▶ **Source extract**
★ ★ ★ ★ ★ ★ ★

CycleCloud Slurm cluster for AI

Overview

This infrastructure-as-code template automates the deployment of a CycleCloud Slurm cluster for running AI applications on Azure. The Azure infrastructure is deployed using Bicep while the configuration of all the components is performed with Ansible.

Infrastructure diagram

Prerequisites

  • A Unix-like terminal with a Bash-compatible shell (on Windows use WSL2).
  • Azure CLI installed (docs here) and signed into the desired Azure tenant (docs here).
  • The following Azure CLI extensions must be installed (docs here):
    • ssh: az extension add --name ssh
    • bastion: az extension add --name bastion
  • Your Azure account must have "Owner" role on the target subscription and resource group.

★ ★ ★ ★ ★ ★ ★

▶ **Provided records**
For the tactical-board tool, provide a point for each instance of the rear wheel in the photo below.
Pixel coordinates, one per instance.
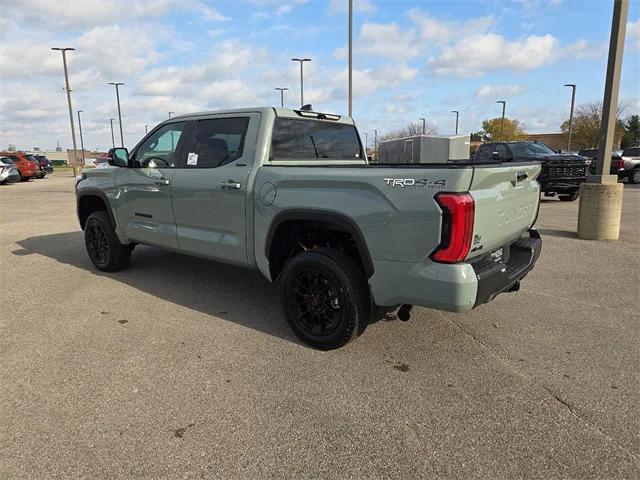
(569, 197)
(103, 246)
(325, 298)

★ ★ ★ ★ ★ ★ ★

▶ **Problem to work on**
Continue the CycleCloud Slurm cluster guide from the point where it stops. The rows are separate material, unrelated to the CycleCloud Slurm cluster guide.

▶ **Final result**
  • When using the default configuration, the target subscription must have the following minimum compute quota (see here on how to check):
    • Standard NDSH100v5: 192 vCPUs
    • Standard Dsv4: 36 vCPUs
  • Additional software:
    • jq JSON processor
    • yq YAML processor
    • perl interpreter
    • rsync
    • git

Deployment

  1. Clone this repository in the local machine:

    git clone https://github.com/vanzod/ccslurm4ai.git

    and change into the newly created directory:

    cd ccslurm4ai
  2. Edit the config.yaml file with the required and optional parameters in the table below.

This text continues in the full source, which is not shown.